What you have to do => Search the material for the word "below" and report each line where it turns up.

Entries shown =>
=====
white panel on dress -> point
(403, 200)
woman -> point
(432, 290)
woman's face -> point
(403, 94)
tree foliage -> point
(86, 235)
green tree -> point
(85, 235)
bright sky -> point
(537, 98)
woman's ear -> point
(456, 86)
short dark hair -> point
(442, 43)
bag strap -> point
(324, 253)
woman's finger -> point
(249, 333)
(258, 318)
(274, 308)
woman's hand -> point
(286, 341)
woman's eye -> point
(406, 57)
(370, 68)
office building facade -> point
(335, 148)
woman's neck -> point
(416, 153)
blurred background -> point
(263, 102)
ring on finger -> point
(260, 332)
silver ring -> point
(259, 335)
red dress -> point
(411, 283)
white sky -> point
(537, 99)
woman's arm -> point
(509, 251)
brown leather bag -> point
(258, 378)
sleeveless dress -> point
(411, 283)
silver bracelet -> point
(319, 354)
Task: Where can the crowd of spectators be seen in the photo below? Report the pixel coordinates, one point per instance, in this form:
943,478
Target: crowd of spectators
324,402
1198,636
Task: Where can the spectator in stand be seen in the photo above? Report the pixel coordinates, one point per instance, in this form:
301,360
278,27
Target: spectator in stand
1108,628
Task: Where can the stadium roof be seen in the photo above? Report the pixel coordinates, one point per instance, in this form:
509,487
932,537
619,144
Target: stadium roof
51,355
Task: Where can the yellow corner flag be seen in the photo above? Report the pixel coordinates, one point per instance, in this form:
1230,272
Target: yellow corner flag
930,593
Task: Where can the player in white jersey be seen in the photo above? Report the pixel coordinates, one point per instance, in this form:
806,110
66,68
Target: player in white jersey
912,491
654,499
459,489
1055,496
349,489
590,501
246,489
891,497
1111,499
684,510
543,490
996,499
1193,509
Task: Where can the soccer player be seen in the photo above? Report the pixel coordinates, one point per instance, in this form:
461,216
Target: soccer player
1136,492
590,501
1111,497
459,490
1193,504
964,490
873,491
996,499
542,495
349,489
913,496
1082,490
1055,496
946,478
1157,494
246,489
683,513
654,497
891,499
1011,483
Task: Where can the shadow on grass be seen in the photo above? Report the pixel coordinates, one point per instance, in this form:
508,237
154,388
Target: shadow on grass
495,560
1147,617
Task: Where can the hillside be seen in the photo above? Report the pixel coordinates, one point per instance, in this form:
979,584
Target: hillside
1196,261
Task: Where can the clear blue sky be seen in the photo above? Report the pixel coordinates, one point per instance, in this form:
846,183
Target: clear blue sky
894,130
=====
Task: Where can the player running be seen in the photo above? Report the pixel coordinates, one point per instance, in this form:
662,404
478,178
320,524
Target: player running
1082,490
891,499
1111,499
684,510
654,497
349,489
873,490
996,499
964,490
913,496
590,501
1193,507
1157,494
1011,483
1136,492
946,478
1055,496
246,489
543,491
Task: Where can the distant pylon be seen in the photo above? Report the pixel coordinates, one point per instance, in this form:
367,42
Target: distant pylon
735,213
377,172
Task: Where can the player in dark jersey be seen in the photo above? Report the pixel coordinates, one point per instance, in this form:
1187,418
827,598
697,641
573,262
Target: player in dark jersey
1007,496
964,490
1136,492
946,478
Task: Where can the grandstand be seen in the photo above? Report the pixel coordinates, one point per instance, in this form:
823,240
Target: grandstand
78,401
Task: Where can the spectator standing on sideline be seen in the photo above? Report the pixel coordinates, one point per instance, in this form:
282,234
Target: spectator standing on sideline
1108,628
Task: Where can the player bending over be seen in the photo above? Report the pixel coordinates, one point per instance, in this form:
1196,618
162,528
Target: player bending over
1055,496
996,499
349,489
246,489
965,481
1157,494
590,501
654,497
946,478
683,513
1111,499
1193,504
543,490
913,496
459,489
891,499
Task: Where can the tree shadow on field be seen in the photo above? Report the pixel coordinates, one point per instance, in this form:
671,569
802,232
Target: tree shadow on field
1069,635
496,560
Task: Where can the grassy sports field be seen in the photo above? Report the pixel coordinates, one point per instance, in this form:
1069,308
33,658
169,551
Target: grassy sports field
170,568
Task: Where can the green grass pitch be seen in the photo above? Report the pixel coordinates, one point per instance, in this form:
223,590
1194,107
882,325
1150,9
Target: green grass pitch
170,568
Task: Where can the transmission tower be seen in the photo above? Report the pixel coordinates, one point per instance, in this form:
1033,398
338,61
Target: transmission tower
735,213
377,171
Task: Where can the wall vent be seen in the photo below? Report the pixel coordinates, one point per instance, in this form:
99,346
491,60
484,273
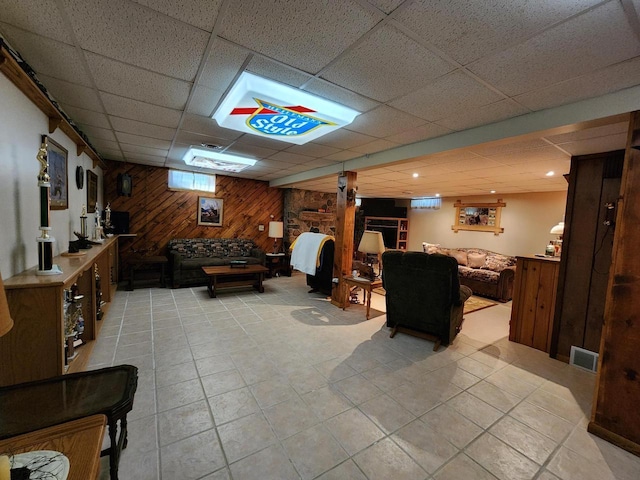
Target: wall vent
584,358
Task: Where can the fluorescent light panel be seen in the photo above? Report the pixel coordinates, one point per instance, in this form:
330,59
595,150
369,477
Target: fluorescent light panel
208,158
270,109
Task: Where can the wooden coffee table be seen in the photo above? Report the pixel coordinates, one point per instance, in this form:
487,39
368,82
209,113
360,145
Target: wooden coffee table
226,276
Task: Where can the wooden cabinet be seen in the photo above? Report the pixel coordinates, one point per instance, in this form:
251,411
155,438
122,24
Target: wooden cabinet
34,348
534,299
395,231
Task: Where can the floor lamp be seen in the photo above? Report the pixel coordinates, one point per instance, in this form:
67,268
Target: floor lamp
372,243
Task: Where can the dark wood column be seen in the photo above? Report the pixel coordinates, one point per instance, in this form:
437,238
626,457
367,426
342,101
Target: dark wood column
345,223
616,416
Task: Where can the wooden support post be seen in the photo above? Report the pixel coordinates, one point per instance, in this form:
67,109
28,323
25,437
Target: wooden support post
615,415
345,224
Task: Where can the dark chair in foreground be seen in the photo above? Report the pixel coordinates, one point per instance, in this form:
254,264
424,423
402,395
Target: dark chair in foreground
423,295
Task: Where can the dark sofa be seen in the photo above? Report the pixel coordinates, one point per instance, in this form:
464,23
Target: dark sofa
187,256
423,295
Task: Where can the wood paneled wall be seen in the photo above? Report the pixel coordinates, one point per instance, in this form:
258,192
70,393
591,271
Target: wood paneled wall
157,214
=====
Result =>
Task: Where can the crowd of spectators be seen in the photo below? Report the pixel coordinates, one point per instance, in this form:
Task: Where can the wall vent be seen in the photo below? Report the pixel coordinates, one point per instance, in this form:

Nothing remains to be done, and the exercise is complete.